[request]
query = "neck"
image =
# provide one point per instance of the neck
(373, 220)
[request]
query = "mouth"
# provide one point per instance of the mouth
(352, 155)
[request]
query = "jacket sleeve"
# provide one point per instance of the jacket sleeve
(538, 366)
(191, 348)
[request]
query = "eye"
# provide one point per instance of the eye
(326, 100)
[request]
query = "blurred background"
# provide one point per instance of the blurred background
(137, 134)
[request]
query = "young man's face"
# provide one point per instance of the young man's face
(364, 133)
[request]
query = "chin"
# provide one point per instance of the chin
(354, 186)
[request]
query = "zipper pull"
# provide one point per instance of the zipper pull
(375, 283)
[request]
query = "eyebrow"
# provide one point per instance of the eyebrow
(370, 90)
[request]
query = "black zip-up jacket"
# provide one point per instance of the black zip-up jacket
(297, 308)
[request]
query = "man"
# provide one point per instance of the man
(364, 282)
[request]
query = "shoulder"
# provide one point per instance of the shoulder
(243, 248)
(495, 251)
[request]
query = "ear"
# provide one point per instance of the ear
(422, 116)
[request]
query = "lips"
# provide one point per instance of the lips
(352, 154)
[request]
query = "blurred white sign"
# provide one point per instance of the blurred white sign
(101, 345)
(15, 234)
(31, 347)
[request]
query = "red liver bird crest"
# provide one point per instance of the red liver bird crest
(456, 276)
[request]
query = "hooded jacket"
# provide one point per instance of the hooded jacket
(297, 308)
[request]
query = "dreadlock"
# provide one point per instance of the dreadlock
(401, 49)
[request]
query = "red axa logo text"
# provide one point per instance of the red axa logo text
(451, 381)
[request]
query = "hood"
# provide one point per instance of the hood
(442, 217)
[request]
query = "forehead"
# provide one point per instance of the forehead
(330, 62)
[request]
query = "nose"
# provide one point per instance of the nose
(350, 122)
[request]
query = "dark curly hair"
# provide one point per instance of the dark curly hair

> **Work to complete**
Return a copy of each line in the entries that carries the string "curly".

> **Written reply**
query = "dark curly hair"
# provide one point per instance of the dark curly hair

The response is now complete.